Every line of the data that includes "player" should be copied out.

============

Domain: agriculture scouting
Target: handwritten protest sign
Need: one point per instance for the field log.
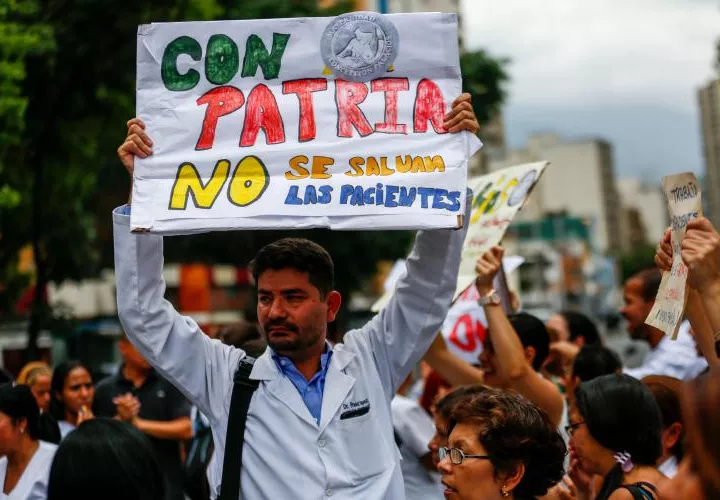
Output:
(498, 197)
(464, 330)
(684, 202)
(305, 122)
(465, 326)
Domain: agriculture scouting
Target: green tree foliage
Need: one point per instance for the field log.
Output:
(484, 78)
(21, 37)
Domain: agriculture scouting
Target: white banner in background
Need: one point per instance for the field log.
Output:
(497, 199)
(251, 129)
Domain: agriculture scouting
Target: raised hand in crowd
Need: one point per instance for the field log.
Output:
(700, 251)
(516, 347)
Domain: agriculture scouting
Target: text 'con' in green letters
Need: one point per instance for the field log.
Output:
(222, 60)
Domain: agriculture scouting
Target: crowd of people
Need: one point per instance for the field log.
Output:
(546, 412)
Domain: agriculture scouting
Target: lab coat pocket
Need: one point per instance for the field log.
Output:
(366, 453)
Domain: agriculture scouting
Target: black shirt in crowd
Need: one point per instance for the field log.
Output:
(159, 400)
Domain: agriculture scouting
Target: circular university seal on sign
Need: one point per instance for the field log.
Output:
(359, 46)
(518, 194)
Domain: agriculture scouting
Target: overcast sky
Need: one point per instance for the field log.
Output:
(624, 70)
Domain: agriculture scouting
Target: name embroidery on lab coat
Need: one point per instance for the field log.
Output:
(354, 409)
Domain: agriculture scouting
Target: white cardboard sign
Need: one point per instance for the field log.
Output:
(253, 129)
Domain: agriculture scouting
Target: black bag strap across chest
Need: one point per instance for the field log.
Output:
(243, 389)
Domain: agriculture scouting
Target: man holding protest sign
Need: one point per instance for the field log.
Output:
(319, 424)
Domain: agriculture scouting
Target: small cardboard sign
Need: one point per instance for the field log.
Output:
(684, 203)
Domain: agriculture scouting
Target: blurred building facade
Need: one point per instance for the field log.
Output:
(644, 215)
(709, 102)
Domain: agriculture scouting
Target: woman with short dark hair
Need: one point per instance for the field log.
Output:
(106, 459)
(73, 393)
(614, 429)
(26, 460)
(668, 392)
(500, 446)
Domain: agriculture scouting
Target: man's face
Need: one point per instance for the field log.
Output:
(636, 309)
(292, 313)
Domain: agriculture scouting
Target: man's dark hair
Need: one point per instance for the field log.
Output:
(532, 333)
(668, 394)
(580, 325)
(17, 402)
(445, 406)
(299, 254)
(650, 279)
(595, 361)
(109, 459)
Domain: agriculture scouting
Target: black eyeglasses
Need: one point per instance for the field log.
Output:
(570, 429)
(457, 455)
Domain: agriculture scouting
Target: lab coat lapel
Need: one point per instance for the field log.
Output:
(337, 386)
(280, 386)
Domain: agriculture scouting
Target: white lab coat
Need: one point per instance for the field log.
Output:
(287, 455)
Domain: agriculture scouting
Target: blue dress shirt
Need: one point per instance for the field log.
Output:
(310, 391)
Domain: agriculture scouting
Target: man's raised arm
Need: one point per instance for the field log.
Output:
(173, 344)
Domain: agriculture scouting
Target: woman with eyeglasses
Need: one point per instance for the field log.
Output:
(500, 446)
(615, 426)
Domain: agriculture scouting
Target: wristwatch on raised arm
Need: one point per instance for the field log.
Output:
(491, 298)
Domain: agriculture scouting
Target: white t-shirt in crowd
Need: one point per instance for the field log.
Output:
(673, 358)
(669, 467)
(415, 428)
(33, 482)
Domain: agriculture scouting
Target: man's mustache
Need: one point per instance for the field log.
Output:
(280, 324)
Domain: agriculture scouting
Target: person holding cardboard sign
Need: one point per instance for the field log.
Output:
(319, 420)
(515, 348)
(700, 250)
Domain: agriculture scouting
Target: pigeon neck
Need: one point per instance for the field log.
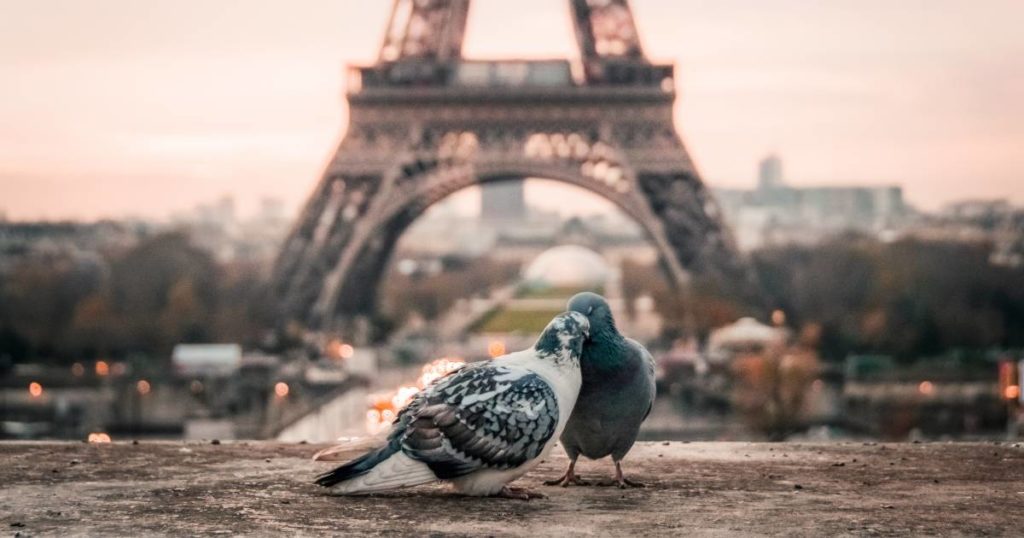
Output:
(607, 346)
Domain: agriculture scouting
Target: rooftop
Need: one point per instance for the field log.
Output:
(721, 489)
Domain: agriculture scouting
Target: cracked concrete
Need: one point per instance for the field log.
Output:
(710, 489)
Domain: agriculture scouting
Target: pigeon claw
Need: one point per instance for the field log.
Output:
(521, 494)
(625, 483)
(566, 480)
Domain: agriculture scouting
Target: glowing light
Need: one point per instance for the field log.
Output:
(98, 438)
(437, 369)
(778, 318)
(403, 396)
(384, 407)
(496, 348)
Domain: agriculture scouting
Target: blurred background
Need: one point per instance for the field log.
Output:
(866, 155)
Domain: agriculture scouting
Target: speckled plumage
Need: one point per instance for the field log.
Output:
(616, 395)
(479, 426)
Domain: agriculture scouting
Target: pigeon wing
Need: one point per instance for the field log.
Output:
(482, 416)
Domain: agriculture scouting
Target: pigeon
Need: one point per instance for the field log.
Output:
(616, 395)
(481, 426)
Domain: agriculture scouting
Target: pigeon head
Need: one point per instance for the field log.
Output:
(596, 308)
(563, 337)
(605, 346)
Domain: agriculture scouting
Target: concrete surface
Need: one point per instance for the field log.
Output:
(709, 489)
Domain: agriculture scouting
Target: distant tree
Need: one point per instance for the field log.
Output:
(909, 298)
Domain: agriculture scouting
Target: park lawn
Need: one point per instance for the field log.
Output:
(505, 321)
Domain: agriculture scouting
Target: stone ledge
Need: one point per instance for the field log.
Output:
(721, 489)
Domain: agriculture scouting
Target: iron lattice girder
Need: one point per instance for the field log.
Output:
(430, 33)
(403, 153)
(425, 125)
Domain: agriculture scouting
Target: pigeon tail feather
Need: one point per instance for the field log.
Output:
(380, 470)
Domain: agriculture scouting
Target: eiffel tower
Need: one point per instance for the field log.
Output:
(425, 122)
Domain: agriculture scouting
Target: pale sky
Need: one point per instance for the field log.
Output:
(118, 108)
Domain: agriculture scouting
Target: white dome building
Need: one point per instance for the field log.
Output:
(567, 266)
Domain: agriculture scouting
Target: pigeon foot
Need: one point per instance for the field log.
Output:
(521, 494)
(623, 482)
(569, 478)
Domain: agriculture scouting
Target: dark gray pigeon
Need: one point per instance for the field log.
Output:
(616, 395)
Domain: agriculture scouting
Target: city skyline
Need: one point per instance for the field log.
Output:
(124, 109)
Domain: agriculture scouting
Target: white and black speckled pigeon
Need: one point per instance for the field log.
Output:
(616, 395)
(481, 426)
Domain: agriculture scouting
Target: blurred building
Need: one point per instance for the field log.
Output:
(218, 229)
(775, 213)
(993, 222)
(503, 202)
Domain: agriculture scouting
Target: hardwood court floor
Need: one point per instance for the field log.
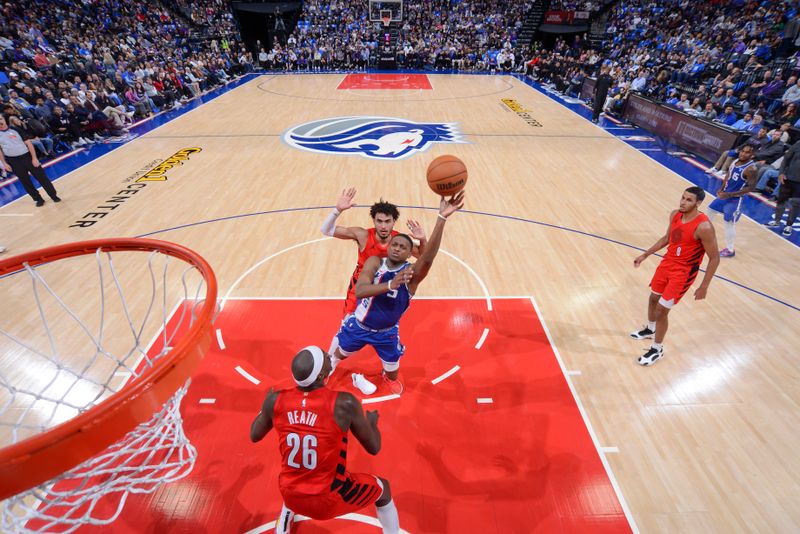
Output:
(706, 439)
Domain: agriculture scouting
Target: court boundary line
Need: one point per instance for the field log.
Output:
(586, 421)
(471, 212)
(555, 99)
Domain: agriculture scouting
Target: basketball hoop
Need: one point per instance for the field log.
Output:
(78, 425)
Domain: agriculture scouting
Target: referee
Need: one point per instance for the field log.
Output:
(17, 155)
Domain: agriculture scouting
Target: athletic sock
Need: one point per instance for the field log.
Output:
(730, 234)
(387, 515)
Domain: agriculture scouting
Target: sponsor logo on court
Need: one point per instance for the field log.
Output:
(155, 171)
(371, 137)
(522, 113)
(637, 138)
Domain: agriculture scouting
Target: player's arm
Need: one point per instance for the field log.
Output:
(750, 175)
(262, 424)
(330, 228)
(708, 237)
(425, 261)
(350, 416)
(366, 287)
(721, 194)
(661, 243)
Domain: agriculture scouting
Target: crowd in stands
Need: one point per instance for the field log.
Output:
(74, 72)
(730, 61)
(434, 34)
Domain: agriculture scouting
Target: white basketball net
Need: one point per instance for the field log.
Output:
(67, 351)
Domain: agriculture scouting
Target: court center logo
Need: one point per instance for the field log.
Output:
(371, 137)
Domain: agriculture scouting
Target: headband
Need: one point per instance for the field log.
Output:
(319, 359)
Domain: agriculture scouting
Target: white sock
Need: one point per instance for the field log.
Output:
(730, 234)
(364, 386)
(387, 515)
(284, 523)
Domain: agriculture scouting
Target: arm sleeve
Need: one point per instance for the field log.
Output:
(329, 226)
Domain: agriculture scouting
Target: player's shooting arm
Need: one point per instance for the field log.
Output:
(262, 424)
(365, 429)
(708, 237)
(658, 245)
(365, 287)
(329, 227)
(425, 261)
(750, 175)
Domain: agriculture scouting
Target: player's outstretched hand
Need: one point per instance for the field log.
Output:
(449, 207)
(372, 418)
(346, 201)
(416, 230)
(700, 293)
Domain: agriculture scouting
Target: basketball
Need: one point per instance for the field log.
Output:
(447, 175)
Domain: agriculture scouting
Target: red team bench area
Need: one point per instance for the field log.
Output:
(385, 81)
(498, 446)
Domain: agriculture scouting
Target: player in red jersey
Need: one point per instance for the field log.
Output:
(371, 242)
(313, 423)
(690, 235)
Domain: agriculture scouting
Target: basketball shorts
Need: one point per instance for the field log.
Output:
(672, 281)
(353, 337)
(349, 493)
(727, 207)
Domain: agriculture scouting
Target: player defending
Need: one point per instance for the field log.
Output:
(384, 289)
(689, 235)
(741, 179)
(372, 242)
(313, 423)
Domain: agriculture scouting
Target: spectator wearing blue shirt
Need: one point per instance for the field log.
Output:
(744, 122)
(727, 117)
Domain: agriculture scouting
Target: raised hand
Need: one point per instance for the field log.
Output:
(346, 201)
(416, 230)
(448, 207)
(403, 277)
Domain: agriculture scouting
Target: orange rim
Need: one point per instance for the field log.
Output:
(40, 458)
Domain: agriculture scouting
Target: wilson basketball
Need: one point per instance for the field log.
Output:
(447, 175)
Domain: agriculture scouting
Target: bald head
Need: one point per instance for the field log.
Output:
(310, 367)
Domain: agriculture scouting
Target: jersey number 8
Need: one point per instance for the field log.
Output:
(309, 454)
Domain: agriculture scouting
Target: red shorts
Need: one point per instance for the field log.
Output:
(348, 494)
(672, 281)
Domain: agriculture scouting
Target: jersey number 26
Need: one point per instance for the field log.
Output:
(309, 453)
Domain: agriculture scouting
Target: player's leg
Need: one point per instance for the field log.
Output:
(390, 349)
(678, 282)
(649, 330)
(729, 216)
(387, 511)
(657, 286)
(656, 350)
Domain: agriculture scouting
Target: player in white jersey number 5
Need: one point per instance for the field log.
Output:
(383, 292)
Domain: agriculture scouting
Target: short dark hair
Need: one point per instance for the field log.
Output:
(698, 192)
(406, 236)
(387, 208)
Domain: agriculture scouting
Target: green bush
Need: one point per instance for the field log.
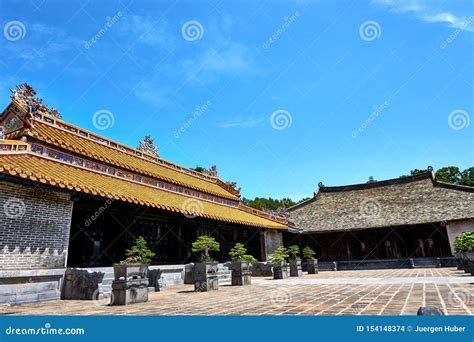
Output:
(139, 253)
(294, 252)
(279, 255)
(464, 242)
(238, 254)
(308, 253)
(205, 244)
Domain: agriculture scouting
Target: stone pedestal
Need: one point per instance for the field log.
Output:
(465, 263)
(241, 274)
(130, 271)
(313, 266)
(155, 280)
(295, 268)
(81, 284)
(131, 291)
(458, 258)
(470, 262)
(280, 270)
(262, 269)
(205, 277)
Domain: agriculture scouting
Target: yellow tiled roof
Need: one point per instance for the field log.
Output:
(104, 153)
(58, 174)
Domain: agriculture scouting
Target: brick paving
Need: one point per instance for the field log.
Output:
(375, 292)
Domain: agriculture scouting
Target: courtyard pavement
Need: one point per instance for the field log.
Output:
(374, 292)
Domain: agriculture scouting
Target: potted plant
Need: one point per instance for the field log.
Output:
(278, 261)
(131, 282)
(308, 253)
(241, 263)
(135, 266)
(205, 271)
(458, 250)
(295, 261)
(464, 245)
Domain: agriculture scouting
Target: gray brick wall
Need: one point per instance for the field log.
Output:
(34, 227)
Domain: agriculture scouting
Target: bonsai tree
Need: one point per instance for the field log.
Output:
(205, 244)
(294, 252)
(238, 253)
(279, 255)
(308, 253)
(464, 242)
(139, 253)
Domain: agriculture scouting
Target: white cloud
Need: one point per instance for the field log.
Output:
(426, 11)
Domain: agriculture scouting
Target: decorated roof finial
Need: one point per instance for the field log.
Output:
(147, 145)
(26, 94)
(213, 171)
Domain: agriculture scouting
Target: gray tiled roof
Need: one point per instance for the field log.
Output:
(402, 201)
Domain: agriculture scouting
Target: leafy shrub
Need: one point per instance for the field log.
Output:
(294, 252)
(279, 255)
(464, 242)
(238, 253)
(205, 244)
(139, 253)
(308, 253)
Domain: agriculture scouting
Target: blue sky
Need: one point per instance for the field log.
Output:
(280, 95)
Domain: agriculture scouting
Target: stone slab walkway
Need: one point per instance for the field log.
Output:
(377, 292)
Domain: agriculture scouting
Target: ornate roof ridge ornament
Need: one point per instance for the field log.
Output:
(147, 145)
(26, 94)
(212, 171)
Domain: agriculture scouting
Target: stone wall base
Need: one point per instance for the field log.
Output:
(29, 286)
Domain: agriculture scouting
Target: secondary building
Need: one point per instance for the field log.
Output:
(408, 217)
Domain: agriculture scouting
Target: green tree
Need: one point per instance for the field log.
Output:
(280, 254)
(205, 244)
(308, 252)
(464, 242)
(239, 253)
(467, 177)
(449, 174)
(294, 252)
(139, 253)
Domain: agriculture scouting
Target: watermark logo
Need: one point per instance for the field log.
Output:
(14, 208)
(370, 30)
(192, 208)
(370, 208)
(103, 119)
(281, 119)
(456, 296)
(280, 297)
(14, 30)
(192, 30)
(458, 119)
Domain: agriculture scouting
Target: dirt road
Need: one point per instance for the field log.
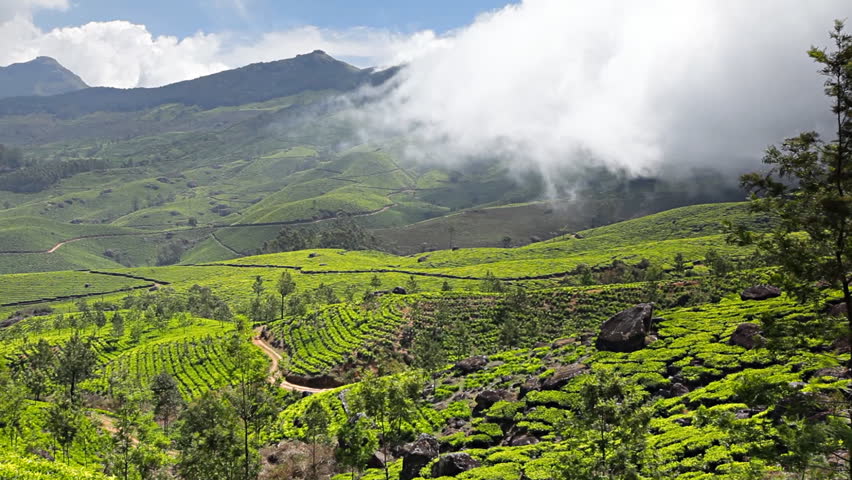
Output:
(274, 374)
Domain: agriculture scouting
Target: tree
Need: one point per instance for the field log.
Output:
(679, 264)
(608, 428)
(11, 403)
(117, 325)
(316, 431)
(63, 423)
(808, 188)
(76, 363)
(356, 443)
(39, 369)
(166, 398)
(390, 403)
(208, 440)
(248, 394)
(285, 286)
(491, 283)
(428, 350)
(411, 285)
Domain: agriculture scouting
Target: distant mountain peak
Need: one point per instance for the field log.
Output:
(41, 76)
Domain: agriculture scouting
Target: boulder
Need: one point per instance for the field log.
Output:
(531, 384)
(838, 310)
(760, 292)
(563, 341)
(626, 331)
(377, 460)
(486, 399)
(417, 454)
(747, 335)
(453, 464)
(472, 364)
(678, 390)
(562, 376)
(523, 440)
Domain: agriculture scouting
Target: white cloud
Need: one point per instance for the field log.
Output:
(10, 9)
(544, 84)
(123, 54)
(553, 84)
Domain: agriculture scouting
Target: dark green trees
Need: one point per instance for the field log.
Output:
(608, 427)
(809, 189)
(76, 363)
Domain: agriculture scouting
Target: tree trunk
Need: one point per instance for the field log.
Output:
(245, 446)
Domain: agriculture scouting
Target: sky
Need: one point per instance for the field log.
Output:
(650, 87)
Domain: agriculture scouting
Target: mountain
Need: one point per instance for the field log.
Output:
(43, 76)
(253, 83)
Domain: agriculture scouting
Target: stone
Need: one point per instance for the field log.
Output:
(747, 335)
(377, 460)
(563, 341)
(472, 364)
(488, 398)
(531, 384)
(523, 440)
(417, 455)
(760, 292)
(678, 389)
(626, 330)
(562, 376)
(838, 310)
(453, 464)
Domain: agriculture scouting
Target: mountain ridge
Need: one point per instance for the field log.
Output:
(42, 76)
(256, 82)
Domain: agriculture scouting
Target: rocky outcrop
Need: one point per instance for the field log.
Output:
(562, 376)
(472, 364)
(760, 292)
(626, 331)
(747, 335)
(417, 455)
(488, 398)
(453, 464)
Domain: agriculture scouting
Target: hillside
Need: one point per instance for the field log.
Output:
(214, 168)
(514, 335)
(42, 76)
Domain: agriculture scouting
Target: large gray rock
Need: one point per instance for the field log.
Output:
(417, 454)
(453, 464)
(626, 331)
(760, 292)
(747, 335)
(472, 364)
(562, 376)
(488, 398)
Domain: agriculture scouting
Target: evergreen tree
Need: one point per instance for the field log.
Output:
(316, 431)
(117, 325)
(285, 286)
(356, 443)
(76, 363)
(209, 441)
(167, 400)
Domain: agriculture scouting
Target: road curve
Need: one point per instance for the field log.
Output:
(274, 374)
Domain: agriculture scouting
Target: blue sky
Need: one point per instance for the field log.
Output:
(186, 17)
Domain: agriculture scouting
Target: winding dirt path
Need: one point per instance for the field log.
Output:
(274, 374)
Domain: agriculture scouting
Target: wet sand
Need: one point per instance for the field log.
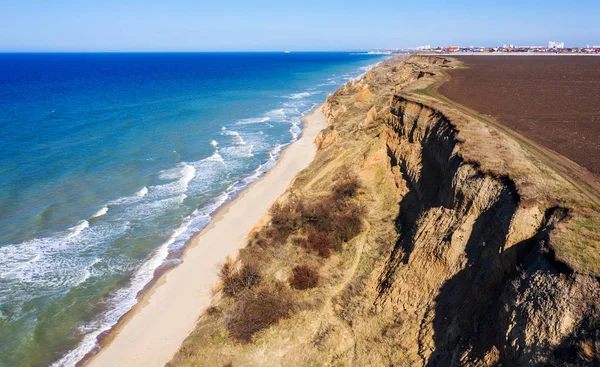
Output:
(151, 333)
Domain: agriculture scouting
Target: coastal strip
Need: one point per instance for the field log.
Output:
(155, 328)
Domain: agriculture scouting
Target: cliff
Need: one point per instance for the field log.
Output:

============

▶ Output of the exercise
Target: player's arm
Target: player's shooting arm
Target: player's outstretched hand
Target: player in red jersey
Target: player defending
Target: player's leg
Target: player in white jersey number 5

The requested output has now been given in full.